Jobs ->
(a) Restate the stretch of the cryptic film quiz thread from "well done foxylady!!" through "million years ago?", substituting "hopeless" for "rubbish".
(b) In the cryptic film quiz thread, what film does Miranda7 give in answer to the clue about a play area over a hundred million years ago?
(c) Continue the cryptic film quiz thread from where it stops.

# Cryptic film quiz



## jessfiveash (Sep 17, 2008)

hello  

i was really enjoying for crypitic tv quizz and love the games so i thought i'd try cryptic films..

  just to get every mind bogggled   

now i'm not that good at setting the riddle but i'll give it a go ..i'm more of a solver well try and solve 
   

angels find there way to battersea


----------



## jessfiveash (Sep 17, 2008)

nope


----------



## jessfiveash (Sep 17, 2008)

ok...its a kids/ cartoon film

angels find there way to battersea....but its vica versa.....battersea finds there way to angels  

think i might have made it more confusing    i'll let you have a few guesses before i say...(told you i'm not much good at makeing the riddles..lol


----------



## foxylady73 (May 11, 2008)

All dogs go to heaven?


----------



## jessfiveash (Sep 17, 2008)

yes!!! woo hoo !!

well done foxylady!!

your go.........


----------



## foxylady73 (May 11, 2008)

Oh I'm rubbish at doing the questions!!

Ok...Play area over a hundred million years ago?


----------



## Miranda7 (Feb 12, 2007)

Jurassic Park!


----------



## foxylady73 (May 11, 2008)

Well done Miranda7 - your turn


----------



## poppy05 (Apr 10, 2006)

OOh good idea ive only seen this
Just wanted post so i dont lose it


----------



## Miranda7 (Feb 12, 2007)

Dices with difficulty!


----------



## jessfiveash (Sep 17, 2008)

thinking.............


----------



## jessfiveash (Sep 17, 2008)

chop harder ? if thats even a film


----------



## Miranda7 (Feb 12, 2007)

Data section ->

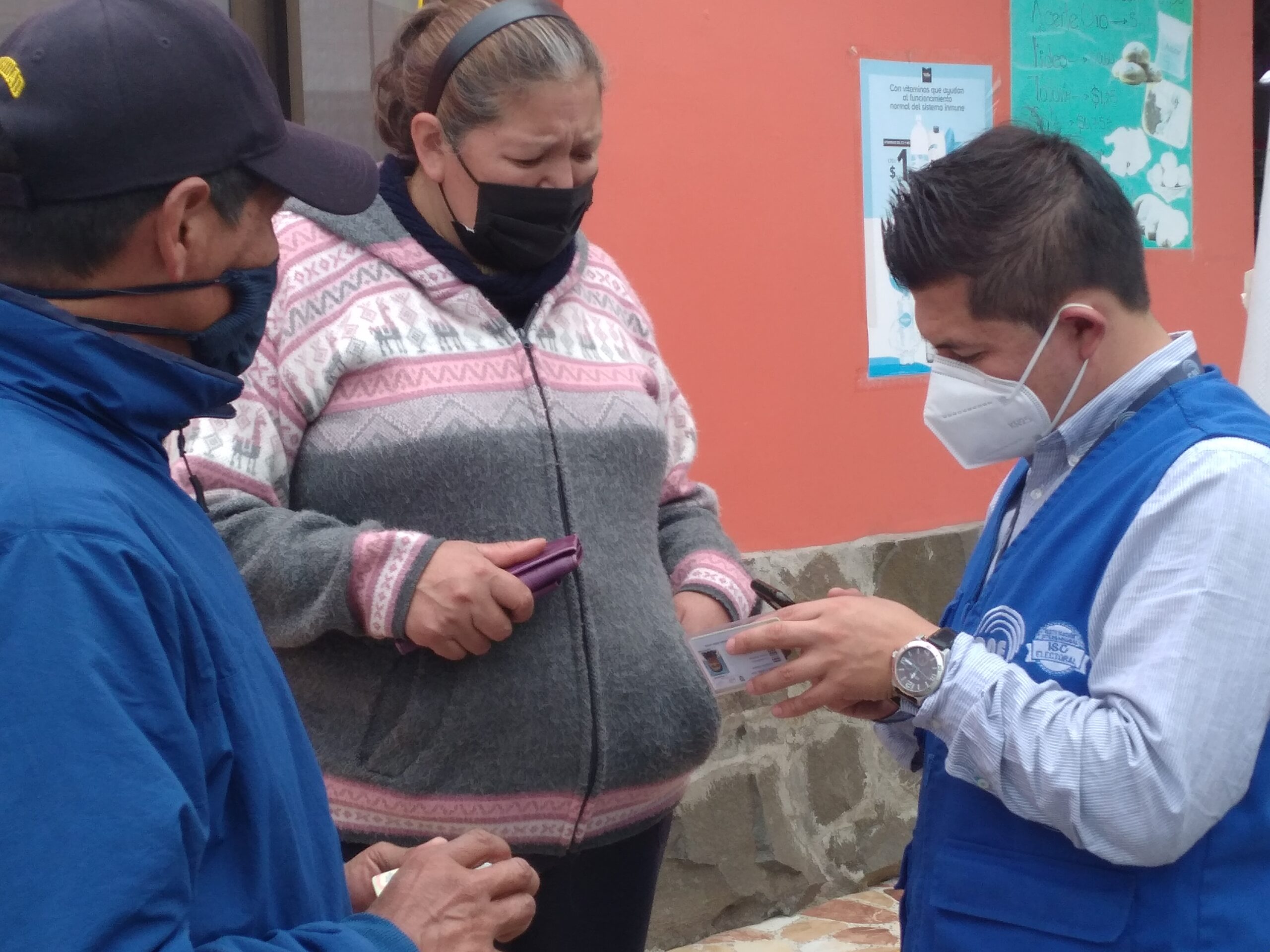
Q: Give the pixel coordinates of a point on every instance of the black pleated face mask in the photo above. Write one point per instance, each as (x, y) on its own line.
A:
(521, 228)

Answer set ->
(a)
well done foxylady!!

your go.........


----------



## foxylady73 (May 11, 2008)

Oh I'm hopeless at doing the questions!!

Ok...Play area over a hundred million years ago?

(b) Jurassic Park

(c)
Nope! But part of that is right...


----------



## foxylady73 (May 11, 2008)

Die Hard?


----------



## Miranda7 (Feb 12, 2007)

Indeed!

Your go, Foxy!


----------



## foxylady73 (May 11, 2008)

Ok...

Crazy Raincoats


----------



## poppy05 (Apr 10, 2006)

mad max?


----------



## foxylady73 (May 11, 2008)

Well done, your go Poppy05!


----------



## poppy05 (Apr 10, 2006)

siblings pretend


----------



## jessfiveash (Sep 17, 2008)

sister act?


----------



## poppy05 (Apr 10, 2006)

yep well done


----------



## jessfiveash (Sep 17, 2008)

brilliant number


----------



## jaynee (Nov 10, 2006)

oceans eleven


----------



## jessfiveash (Sep 17, 2008)

nope


----------



## jaynee (Nov 10, 2006)

seven


----------



## jessfiveash (Sep 17, 2008)

nope


----------



## jaynee (Nov 10, 2006)

smart one


----------



## jessfiveash (Sep 17, 2008)

nope   sorry ...think of another word for brilliant..


----------



## jaynee (Nov 10, 2006)

clever one


----------



## jessfiveash (Sep 17, 2008)

nope


----------



## linlou17 (Jul 3, 2007)

fantastic four


----------



## Miranda7 (Feb 12, 2007)

Magnificent Seven?


----------



## jessfiveash (Sep 17, 2008)

sorry for late reply but linlou17 your right  

it was fantastic four!

your turn..xx


----------



## linlou17 (Jul 3, 2007)

woohoo i got one!!!  
imnot too good at making one up for you's though  

pale guys keep feet on ground


----------



## Miranda7 (Feb 12, 2007)

Is there a film called White Men Can't Dance? That rings a bell...


----------



## linlou17 (Jul 3, 2007)

oooh close miranda!!!


----------



## jessfiveash (Sep 17, 2008)

white men can't jump?


----------



## linlou17 (Jul 3, 2007)

jess - yep   well doen mine didnt take long to guess  

your turn........


----------



## jessfiveash (Sep 17, 2008)

yay  

well i'm not that good at making them up but here goes....

Not Mia's father


----------



## Miranda7 (Feb 12, 2007)

Mama Mia?


----------



## jessfiveash (Sep 17, 2008)

yep..told you i werent that clever..lol
ur turn..


----------



## Miranda7 (Feb 12, 2007)

Leo, Grotbags and the Schreiber


----------



## jessfiveash (Sep 17, 2008)

the lion, the witch & the wardrobe?


----------



## Miranda7 (Feb 12, 2007)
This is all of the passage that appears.